> [Provided data]
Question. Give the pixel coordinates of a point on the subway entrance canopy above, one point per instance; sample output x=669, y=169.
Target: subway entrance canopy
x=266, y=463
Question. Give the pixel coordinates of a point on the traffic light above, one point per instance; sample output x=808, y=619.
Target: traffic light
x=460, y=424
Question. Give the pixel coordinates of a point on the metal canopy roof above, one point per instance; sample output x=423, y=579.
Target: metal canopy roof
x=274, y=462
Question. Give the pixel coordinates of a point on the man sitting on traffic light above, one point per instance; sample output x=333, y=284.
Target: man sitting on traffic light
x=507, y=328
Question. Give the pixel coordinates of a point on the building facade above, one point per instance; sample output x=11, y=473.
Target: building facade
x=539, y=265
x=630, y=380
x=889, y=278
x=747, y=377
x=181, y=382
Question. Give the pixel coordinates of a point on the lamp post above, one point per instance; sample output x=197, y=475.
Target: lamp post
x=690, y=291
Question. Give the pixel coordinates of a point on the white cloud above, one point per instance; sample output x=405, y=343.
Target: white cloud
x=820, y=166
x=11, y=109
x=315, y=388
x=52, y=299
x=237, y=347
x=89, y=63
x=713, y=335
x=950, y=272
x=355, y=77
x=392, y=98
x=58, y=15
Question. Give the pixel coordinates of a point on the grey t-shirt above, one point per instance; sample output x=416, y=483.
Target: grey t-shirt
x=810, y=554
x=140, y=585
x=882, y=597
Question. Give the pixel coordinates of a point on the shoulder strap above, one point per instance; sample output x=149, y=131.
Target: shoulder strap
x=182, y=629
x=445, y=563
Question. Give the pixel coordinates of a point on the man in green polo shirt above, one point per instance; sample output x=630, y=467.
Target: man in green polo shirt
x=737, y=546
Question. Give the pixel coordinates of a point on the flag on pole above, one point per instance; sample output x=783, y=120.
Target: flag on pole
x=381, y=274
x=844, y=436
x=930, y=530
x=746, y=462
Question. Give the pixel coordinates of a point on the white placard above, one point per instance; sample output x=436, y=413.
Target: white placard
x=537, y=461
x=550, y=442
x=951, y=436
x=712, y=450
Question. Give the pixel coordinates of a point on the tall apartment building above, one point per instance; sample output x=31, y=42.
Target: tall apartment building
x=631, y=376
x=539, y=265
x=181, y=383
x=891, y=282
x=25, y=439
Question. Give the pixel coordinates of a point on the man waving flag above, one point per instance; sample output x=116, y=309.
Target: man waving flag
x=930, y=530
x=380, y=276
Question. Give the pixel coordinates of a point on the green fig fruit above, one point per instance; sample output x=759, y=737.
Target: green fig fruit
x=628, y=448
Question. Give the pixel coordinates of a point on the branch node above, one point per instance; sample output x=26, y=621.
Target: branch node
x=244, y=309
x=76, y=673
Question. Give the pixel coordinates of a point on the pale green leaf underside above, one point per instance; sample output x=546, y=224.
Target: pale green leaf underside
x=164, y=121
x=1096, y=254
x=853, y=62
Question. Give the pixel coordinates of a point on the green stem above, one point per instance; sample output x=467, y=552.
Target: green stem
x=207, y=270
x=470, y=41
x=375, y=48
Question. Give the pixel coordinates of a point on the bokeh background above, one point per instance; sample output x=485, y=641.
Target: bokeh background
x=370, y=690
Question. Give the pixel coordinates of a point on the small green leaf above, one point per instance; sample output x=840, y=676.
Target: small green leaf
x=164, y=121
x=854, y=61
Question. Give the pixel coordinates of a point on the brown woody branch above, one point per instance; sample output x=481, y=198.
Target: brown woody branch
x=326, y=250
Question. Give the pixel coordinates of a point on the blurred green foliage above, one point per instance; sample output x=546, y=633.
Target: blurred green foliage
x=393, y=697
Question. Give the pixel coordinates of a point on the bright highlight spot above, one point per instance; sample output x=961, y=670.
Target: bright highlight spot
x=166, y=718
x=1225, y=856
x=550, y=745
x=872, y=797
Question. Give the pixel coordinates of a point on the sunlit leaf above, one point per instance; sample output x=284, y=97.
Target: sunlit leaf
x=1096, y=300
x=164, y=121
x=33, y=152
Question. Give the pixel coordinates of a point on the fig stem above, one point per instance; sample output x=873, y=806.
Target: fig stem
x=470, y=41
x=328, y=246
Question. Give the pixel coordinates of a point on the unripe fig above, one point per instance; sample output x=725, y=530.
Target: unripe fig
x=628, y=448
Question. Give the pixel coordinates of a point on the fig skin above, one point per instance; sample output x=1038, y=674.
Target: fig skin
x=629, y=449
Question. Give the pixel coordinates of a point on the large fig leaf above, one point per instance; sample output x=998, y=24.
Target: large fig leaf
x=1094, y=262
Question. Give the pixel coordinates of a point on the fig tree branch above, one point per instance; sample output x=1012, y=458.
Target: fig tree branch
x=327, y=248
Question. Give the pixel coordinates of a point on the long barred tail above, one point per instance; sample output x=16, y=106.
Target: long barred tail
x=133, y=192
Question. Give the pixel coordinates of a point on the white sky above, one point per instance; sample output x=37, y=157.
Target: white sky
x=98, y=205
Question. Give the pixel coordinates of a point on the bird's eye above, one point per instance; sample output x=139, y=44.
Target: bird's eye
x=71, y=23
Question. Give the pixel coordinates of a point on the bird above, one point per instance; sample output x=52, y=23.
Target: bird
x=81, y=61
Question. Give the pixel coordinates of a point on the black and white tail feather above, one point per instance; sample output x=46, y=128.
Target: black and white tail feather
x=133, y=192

> [Direction]
Reproduce verbatim the part of the records above that opens with their first line and closes with the line containing "x=460, y=424", including both of those lines.

> [Completed task]
Question. Give the pixel coordinates of a point on the subway entrance canopy above, one point per instance; sample output x=669, y=169.
Target: subway entrance canopy
x=266, y=463
Question. Give the pixel coordinates of a point on the traffic light above, one point per instance; sample output x=808, y=619.
Target: traffic light
x=460, y=424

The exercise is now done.